Aim of the task
Format the items below as a Markdown table with two columns, Row for the number and Line for the text. Give each nonblank line its own numbered row, skip blank lines, and leave the pictures out of your answer.

Entries from an annotation dataset
*****

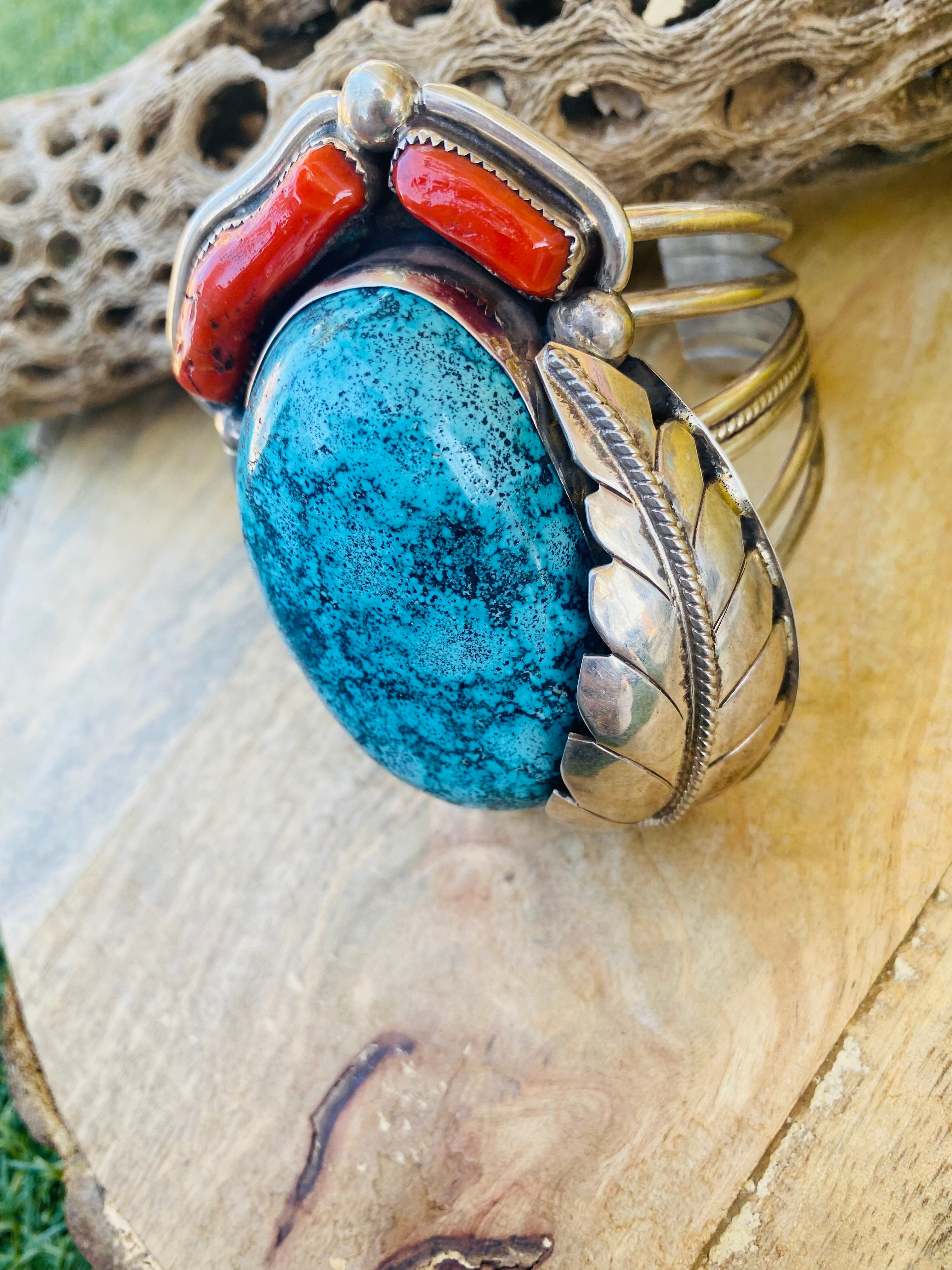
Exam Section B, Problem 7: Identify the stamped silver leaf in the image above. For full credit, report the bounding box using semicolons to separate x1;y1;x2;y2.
537;343;797;828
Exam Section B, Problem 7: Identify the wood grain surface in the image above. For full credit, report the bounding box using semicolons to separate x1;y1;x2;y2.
0;159;952;1270
707;870;952;1270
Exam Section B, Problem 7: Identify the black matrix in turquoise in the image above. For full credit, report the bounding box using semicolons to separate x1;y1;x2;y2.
237;287;590;808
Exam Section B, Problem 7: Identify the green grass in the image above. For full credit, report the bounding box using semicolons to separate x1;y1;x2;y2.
0;423;37;502
0;0;206;96
0;0;206;1270
0;949;86;1270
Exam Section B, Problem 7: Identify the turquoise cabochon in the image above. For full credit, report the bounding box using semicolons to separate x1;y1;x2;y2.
236;286;592;808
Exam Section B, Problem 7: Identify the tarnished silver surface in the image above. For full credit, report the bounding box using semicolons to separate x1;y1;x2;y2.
562;733;672;824
537;343;797;827
167;62;824;828
547;287;635;363
338;61;420;150
576;654;685;785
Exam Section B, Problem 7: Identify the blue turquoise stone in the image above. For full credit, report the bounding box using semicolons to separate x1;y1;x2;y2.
237;287;590;808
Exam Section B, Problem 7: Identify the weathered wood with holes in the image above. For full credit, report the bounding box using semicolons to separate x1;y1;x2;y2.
0;0;952;423
702;870;952;1270
0;166;952;1270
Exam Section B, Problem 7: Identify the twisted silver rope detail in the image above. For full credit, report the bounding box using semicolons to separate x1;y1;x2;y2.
546;352;720;824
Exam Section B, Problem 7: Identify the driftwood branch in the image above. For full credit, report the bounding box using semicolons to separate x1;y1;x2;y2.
0;0;952;422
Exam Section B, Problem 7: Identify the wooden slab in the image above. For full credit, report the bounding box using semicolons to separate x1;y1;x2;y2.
0;166;952;1270
708;870;952;1270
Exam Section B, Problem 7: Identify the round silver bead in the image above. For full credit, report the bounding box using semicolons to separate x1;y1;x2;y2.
338;61;419;150
547;287;635;362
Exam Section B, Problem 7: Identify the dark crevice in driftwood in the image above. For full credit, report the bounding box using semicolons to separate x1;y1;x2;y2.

*****

Correct result
| Row | Line |
|---|---|
| 1 | Exam Section B, Problem 7: Identify the stamped silver leaf in the image above. For full credit, report the bounding box using semicolons to separate x1;y1;x2;y2. |
| 2 | 537;343;797;828 |
| 3 | Exam Section B, Problem 7: Identify the wood grain surface in the image above. For full credit, report the bounding box using semicolons to separate x1;y1;x2;y2. |
| 4 | 0;159;952;1270 |
| 5 | 707;870;952;1270 |
| 6 | Exam Section B, Problem 7: Identify the black matrix in turquoise in the image above. For full credit, report the bounding box using semicolons to separate x1;y1;x2;y2. |
| 7 | 237;287;590;808 |
| 8 | Exam Section B, Problem 7: Identify the green grass in the image above. For full credit, report the bounding box using semicolons to separate x1;y1;x2;y2. |
| 9 | 0;423;37;502 |
| 10 | 0;0;206;96 |
| 11 | 0;0;206;1270 |
| 12 | 0;949;86;1270 |
| 13 | Exam Section B, Problem 7: Identify the turquoise cabochon in the image above. For full credit, report the bounding box using semicolons to separate x1;y1;x2;y2. |
| 14 | 236;286;592;808 |
| 15 | Exam Section B, Problem 7: Identify the tarnished silver surface in the image above. For full credit, report the bounding box using semicolons to separate x1;y1;x2;y2. |
| 16 | 562;733;672;824 |
| 17 | 537;343;797;827 |
| 18 | 167;62;824;828 |
| 19 | 547;287;635;363 |
| 20 | 338;61;420;150 |
| 21 | 576;654;685;785 |
| 22 | Exam Section B, Problem 7: Identify the blue turquoise stone in the image above. For full credit, report the bounding box using semicolons to separate x1;y1;x2;y2. |
| 23 | 237;287;590;808 |
| 24 | Exam Section B, Problem 7: Identify the weathered wood with holes in the image above. For full credit, report the bounding box using semicolons to separate x1;y1;x2;y2. |
| 25 | 0;0;952;423 |
| 26 | 702;870;952;1270 |
| 27 | 0;166;952;1270 |
| 28 | Exam Section B, Problem 7: Identify the twisted silver rope detail in the image above. For full credit, report the bounding box using semicolons to separate x1;y1;x2;y2. |
| 29 | 546;352;720;824 |
| 30 | Exam Section B, Problem 7: Identify the driftwood branch in the image above. For full credit, report the bounding box using semicolons to separate x1;y1;x2;y2. |
| 31 | 0;0;952;422 |
| 32 | Exam Section B, Problem 7: Identify the wooden slab in the image above. For full credit, report the bounding box using semicolons to separate x1;y1;x2;y2. |
| 33 | 0;166;952;1270 |
| 34 | 708;870;952;1270 |
| 35 | Exam Section B, Problem 7: Identify the round silver bead in the image above. For full credit, report the bounding box using semicolons to separate x1;y1;x2;y2. |
| 36 | 338;61;419;150 |
| 37 | 547;287;635;362 |
| 38 | Exam Section B, Problem 7: Identify the dark crevice in driftwood in the image above. For full credit, report the bounding box using semicolons to separate x1;y1;x2;y2. |